====== DATA TO PROCESS
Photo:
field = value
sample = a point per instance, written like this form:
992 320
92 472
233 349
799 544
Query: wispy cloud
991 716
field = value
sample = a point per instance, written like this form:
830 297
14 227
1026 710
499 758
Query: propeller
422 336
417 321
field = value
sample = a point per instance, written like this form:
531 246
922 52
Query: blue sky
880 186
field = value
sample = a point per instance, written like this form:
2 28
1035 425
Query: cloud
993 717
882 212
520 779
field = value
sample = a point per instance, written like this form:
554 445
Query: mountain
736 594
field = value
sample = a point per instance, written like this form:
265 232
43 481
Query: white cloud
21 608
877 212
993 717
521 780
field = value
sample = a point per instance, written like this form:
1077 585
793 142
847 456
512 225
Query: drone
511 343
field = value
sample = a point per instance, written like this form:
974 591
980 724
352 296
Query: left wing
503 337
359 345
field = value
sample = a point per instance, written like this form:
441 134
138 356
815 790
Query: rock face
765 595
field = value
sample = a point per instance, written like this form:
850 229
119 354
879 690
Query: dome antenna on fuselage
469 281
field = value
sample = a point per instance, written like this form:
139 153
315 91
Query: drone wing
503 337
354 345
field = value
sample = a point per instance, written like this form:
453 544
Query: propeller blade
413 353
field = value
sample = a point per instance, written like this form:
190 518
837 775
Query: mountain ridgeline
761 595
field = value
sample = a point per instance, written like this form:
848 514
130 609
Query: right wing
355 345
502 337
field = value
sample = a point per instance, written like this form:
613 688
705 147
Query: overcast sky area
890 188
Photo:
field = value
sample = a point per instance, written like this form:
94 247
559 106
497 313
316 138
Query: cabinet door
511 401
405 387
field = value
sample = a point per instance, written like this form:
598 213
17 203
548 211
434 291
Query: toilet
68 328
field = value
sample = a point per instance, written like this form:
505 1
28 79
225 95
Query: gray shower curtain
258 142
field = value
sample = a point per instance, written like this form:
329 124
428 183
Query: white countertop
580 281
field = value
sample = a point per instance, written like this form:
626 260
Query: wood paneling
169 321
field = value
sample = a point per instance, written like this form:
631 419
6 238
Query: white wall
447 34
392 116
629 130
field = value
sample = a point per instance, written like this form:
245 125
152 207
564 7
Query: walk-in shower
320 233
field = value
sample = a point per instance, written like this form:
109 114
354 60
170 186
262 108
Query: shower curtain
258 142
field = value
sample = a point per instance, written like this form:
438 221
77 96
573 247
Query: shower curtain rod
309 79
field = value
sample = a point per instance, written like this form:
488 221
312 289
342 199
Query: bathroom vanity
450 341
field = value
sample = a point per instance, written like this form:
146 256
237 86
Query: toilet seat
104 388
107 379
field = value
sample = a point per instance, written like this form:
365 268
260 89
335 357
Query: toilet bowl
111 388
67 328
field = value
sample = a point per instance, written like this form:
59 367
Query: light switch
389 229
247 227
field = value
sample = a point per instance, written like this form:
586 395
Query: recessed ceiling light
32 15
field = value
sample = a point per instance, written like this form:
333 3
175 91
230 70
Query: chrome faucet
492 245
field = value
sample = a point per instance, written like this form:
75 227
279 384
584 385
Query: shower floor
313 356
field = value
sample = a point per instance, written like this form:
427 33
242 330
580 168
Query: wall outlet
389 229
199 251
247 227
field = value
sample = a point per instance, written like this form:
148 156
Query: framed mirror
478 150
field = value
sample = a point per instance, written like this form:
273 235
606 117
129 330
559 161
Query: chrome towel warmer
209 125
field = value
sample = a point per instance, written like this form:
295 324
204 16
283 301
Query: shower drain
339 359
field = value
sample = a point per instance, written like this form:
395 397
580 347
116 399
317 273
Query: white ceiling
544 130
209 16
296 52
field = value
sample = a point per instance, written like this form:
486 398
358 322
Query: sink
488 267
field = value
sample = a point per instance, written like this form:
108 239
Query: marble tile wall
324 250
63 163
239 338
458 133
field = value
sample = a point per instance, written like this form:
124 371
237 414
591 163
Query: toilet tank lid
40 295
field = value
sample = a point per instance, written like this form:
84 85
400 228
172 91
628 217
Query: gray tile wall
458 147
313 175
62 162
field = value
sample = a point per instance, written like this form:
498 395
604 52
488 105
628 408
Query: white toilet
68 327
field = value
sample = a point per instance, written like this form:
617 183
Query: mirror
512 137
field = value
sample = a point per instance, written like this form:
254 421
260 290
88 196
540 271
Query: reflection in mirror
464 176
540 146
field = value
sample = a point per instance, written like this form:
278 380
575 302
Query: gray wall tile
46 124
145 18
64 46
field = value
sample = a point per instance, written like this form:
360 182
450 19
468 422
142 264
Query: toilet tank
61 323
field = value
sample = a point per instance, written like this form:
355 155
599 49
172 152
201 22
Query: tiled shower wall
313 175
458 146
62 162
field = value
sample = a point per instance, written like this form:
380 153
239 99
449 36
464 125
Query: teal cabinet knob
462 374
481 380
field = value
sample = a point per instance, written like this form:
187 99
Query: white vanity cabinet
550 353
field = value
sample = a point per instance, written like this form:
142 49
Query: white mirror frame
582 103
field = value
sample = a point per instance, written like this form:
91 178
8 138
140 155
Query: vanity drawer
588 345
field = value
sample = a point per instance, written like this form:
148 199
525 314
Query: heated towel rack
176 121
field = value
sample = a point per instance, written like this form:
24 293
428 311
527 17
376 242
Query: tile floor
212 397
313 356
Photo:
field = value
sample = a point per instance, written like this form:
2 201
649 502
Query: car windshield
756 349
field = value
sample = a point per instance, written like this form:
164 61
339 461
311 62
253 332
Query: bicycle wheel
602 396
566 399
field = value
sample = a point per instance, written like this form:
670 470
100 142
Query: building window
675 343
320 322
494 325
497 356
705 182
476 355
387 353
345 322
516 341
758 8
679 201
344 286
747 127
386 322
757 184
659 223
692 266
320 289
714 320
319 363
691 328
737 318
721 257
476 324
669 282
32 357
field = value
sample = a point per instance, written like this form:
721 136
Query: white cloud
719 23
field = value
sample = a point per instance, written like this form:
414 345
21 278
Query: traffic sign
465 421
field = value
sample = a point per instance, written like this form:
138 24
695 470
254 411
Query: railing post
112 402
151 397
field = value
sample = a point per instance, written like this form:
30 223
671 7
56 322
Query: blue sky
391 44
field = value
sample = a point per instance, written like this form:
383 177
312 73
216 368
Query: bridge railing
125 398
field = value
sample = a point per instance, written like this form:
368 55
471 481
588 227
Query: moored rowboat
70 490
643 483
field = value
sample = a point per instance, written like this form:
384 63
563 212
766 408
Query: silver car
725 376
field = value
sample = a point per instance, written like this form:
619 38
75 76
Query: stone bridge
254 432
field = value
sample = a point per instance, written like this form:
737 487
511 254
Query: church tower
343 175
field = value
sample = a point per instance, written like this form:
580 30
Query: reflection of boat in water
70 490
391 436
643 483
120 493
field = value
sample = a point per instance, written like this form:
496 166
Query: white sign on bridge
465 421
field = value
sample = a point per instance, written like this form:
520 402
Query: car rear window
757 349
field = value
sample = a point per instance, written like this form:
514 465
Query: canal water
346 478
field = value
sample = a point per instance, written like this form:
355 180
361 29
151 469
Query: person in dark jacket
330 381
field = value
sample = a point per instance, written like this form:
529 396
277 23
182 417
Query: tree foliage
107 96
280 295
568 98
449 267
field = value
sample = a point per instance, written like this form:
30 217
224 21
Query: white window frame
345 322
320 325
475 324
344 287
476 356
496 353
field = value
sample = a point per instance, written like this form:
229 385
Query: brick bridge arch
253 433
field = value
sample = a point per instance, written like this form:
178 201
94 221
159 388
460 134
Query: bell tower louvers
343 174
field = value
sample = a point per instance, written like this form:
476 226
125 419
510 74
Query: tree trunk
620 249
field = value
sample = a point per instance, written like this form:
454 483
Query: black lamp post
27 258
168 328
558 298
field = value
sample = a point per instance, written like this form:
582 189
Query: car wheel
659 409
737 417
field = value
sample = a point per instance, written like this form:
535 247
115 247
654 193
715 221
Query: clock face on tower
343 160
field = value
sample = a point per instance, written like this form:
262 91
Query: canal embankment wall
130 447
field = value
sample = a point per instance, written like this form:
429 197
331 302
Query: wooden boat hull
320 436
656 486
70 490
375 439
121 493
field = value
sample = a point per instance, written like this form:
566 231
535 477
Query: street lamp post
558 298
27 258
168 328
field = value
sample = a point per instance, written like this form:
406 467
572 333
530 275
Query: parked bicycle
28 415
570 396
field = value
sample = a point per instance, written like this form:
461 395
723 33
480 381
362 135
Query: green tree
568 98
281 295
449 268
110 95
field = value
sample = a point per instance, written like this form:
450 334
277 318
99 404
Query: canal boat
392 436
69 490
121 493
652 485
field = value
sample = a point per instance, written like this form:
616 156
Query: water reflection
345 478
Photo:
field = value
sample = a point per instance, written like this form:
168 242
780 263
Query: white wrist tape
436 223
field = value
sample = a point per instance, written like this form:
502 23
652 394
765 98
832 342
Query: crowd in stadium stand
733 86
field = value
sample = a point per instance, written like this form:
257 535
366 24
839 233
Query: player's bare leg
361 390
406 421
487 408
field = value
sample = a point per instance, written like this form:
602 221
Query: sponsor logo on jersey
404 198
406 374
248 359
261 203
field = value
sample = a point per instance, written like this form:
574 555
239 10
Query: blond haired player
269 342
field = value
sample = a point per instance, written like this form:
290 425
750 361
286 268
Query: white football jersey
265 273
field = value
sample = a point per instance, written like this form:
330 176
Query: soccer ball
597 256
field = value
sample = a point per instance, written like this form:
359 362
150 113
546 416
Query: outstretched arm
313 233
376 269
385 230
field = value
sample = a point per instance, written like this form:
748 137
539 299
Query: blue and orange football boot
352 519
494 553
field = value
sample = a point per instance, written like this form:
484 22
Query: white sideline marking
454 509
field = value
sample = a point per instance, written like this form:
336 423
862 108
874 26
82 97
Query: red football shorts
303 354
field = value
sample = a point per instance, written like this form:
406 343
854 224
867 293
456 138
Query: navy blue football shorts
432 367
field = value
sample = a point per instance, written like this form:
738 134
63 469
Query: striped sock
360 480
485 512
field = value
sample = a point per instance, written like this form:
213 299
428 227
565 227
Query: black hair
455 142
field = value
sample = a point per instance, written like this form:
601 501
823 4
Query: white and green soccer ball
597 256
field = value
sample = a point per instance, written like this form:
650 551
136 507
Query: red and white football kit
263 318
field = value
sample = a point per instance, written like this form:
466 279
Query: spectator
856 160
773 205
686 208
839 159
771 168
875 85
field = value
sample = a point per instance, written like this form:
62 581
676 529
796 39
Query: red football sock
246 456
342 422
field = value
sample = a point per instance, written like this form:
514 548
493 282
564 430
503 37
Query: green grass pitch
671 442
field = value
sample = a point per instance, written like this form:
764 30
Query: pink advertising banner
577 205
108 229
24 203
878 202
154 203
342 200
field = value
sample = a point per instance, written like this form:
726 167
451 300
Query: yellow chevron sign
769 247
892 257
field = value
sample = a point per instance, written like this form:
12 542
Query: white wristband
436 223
============
◆ **REQUIREMENTS**
Report each line in the items above that contains the word "floor", treating uppercase and lowercase as different.

◆ **TASK ANSWER**
Query: shower floor
Query: tile floor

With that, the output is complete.